Your goal:
According to the passage on celibacy and marriage, what were some wives of pastors jeered at as?
--- Begin Excerpt provided ---
The change from centuries of tradition was so sudden that it was often difficult for people to accept the woman and children living in the pastor’s house as his legitimate wife and children, and some wives were jeered at as ‘priests’ whores’.[23] In response Protestant reformers tried to make marriage not only normal, but respectable. Marriage and family were idealised in a flood of polemical literature, and marriage went from being second-best to being the idealized norm.[24] The current debate about same-sex marriage shows how successful that campaign was.

Remembering those centuries in which celibacy was superior to marriage provides two consolations to observers of the current marriage debate. The first is the reminder that we have survived enormous shifts in sexual ethics before. No member of the Uniting Church, for example, would argue today that celibacy is superior to marriage, and yet for centuries its superiority was taken for granted. The second consolation is the reminder, in theologian Elizabeth Stuart’s words, that ‘heterosexuality, marriage, and family life are not identical with Christian discipleship’. For centuries people could live good and godly lives without marriage. No matter how heated the marriage debate gets, Christians can remember that there is more to life than marriage.
--- End Excerpt provided ---
--- Begin Entries shown ---
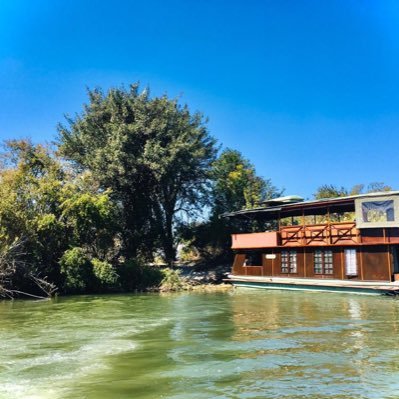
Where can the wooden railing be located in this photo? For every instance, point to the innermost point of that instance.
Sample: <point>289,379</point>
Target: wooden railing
<point>343,233</point>
<point>320,234</point>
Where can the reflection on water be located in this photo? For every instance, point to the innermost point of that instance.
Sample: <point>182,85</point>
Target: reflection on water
<point>242,344</point>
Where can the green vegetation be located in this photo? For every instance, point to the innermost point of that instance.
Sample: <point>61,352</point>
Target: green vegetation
<point>331,191</point>
<point>130,176</point>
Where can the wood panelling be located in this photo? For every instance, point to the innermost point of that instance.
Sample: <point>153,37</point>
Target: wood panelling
<point>373,262</point>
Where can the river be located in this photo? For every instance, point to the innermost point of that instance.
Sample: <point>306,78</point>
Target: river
<point>240,344</point>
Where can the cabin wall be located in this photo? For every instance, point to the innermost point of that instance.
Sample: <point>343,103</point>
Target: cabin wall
<point>373,263</point>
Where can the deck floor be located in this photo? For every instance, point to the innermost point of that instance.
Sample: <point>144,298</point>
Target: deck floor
<point>379,286</point>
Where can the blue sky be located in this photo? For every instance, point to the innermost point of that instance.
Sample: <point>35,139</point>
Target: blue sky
<point>307,90</point>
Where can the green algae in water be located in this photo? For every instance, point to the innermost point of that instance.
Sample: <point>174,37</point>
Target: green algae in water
<point>240,344</point>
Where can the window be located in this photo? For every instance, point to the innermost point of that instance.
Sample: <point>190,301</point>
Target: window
<point>350,262</point>
<point>253,259</point>
<point>323,261</point>
<point>288,262</point>
<point>378,211</point>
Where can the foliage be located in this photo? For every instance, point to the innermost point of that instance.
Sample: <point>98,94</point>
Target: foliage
<point>331,191</point>
<point>104,272</point>
<point>154,155</point>
<point>136,275</point>
<point>50,211</point>
<point>171,280</point>
<point>77,270</point>
<point>235,186</point>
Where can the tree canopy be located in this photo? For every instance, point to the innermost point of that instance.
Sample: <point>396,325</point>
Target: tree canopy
<point>153,153</point>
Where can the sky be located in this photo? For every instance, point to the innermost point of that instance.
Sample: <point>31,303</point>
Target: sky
<point>307,90</point>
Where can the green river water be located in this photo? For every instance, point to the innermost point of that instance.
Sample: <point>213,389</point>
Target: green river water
<point>240,344</point>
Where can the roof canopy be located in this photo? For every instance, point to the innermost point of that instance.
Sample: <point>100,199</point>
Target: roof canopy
<point>279,209</point>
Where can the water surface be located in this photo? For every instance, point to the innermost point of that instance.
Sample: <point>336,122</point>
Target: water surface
<point>243,344</point>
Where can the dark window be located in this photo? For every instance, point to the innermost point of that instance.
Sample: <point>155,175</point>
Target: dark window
<point>323,261</point>
<point>253,259</point>
<point>378,211</point>
<point>288,262</point>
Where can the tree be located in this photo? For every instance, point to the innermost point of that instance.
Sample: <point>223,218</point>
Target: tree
<point>330,191</point>
<point>236,184</point>
<point>152,152</point>
<point>45,212</point>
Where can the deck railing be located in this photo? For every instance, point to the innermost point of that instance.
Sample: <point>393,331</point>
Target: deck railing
<point>344,233</point>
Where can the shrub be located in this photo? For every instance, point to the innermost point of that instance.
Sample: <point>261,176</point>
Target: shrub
<point>134,275</point>
<point>77,270</point>
<point>171,280</point>
<point>105,273</point>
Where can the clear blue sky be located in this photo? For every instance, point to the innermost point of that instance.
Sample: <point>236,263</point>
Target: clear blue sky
<point>307,90</point>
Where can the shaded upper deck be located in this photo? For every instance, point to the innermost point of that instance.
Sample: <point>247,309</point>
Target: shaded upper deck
<point>354,220</point>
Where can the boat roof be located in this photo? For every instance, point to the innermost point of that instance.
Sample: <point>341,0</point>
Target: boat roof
<point>278,207</point>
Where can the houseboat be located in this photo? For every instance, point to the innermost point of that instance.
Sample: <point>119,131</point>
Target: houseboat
<point>336,244</point>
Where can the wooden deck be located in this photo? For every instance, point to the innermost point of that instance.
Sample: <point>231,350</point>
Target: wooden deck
<point>359,287</point>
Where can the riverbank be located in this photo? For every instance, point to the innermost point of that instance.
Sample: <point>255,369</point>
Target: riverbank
<point>191,278</point>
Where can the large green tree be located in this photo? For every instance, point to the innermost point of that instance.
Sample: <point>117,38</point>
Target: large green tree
<point>235,186</point>
<point>153,153</point>
<point>332,191</point>
<point>44,212</point>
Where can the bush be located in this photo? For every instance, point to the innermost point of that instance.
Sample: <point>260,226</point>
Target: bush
<point>171,280</point>
<point>134,275</point>
<point>77,270</point>
<point>105,273</point>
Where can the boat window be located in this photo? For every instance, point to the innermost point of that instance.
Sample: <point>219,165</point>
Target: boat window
<point>253,259</point>
<point>288,262</point>
<point>378,211</point>
<point>350,262</point>
<point>323,261</point>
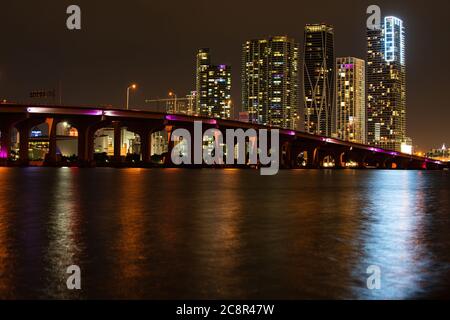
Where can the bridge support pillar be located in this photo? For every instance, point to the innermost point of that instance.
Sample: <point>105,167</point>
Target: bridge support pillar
<point>5,144</point>
<point>286,155</point>
<point>117,141</point>
<point>83,155</point>
<point>338,161</point>
<point>24,136</point>
<point>313,158</point>
<point>170,146</point>
<point>51,158</point>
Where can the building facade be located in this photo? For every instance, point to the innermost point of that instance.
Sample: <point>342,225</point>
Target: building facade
<point>386,85</point>
<point>213,84</point>
<point>318,79</point>
<point>350,100</point>
<point>270,81</point>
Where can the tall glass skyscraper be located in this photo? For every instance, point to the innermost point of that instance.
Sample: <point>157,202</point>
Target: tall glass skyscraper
<point>270,81</point>
<point>350,100</point>
<point>386,85</point>
<point>318,79</point>
<point>213,84</point>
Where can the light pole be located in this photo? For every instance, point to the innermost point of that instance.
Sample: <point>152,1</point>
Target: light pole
<point>172,94</point>
<point>133,86</point>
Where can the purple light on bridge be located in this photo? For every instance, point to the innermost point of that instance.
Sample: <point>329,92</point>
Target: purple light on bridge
<point>172,117</point>
<point>87,112</point>
<point>289,132</point>
<point>393,153</point>
<point>3,153</point>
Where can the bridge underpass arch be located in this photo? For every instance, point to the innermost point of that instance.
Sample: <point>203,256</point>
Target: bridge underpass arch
<point>115,142</point>
<point>306,157</point>
<point>66,142</point>
<point>31,140</point>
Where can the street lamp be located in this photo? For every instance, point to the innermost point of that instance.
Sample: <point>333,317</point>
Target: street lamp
<point>133,86</point>
<point>172,94</point>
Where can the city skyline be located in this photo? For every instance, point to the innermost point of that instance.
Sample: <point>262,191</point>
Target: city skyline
<point>41,73</point>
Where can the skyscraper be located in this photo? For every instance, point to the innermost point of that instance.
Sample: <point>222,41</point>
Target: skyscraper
<point>270,81</point>
<point>318,79</point>
<point>350,100</point>
<point>386,85</point>
<point>213,87</point>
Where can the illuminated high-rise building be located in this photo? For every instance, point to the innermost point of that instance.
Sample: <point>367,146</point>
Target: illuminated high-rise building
<point>213,87</point>
<point>350,100</point>
<point>386,85</point>
<point>318,79</point>
<point>270,81</point>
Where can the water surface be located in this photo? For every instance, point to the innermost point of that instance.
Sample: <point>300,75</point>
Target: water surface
<point>211,234</point>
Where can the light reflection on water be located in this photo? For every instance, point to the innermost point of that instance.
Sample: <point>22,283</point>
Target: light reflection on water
<point>190,234</point>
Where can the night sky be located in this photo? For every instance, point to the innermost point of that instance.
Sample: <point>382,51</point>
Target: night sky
<point>153,43</point>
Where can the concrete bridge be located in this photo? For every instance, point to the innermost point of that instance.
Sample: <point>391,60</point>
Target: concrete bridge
<point>297,149</point>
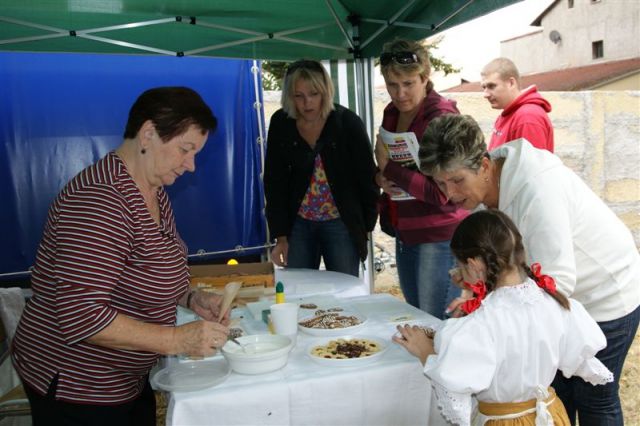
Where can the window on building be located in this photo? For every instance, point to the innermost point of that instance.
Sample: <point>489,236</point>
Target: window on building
<point>597,49</point>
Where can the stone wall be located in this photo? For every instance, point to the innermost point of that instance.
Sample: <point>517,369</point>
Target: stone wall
<point>597,134</point>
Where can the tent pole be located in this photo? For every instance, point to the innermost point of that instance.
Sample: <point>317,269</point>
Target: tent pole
<point>364,84</point>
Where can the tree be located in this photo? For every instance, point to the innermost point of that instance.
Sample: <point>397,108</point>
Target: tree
<point>273,71</point>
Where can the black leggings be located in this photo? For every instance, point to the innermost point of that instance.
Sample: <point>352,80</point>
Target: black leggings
<point>46,410</point>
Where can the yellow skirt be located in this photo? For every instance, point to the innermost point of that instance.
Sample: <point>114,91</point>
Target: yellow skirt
<point>554,406</point>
--- End Entries shown ---
Output of the task:
They were jeered at as ‘priests’ whores’.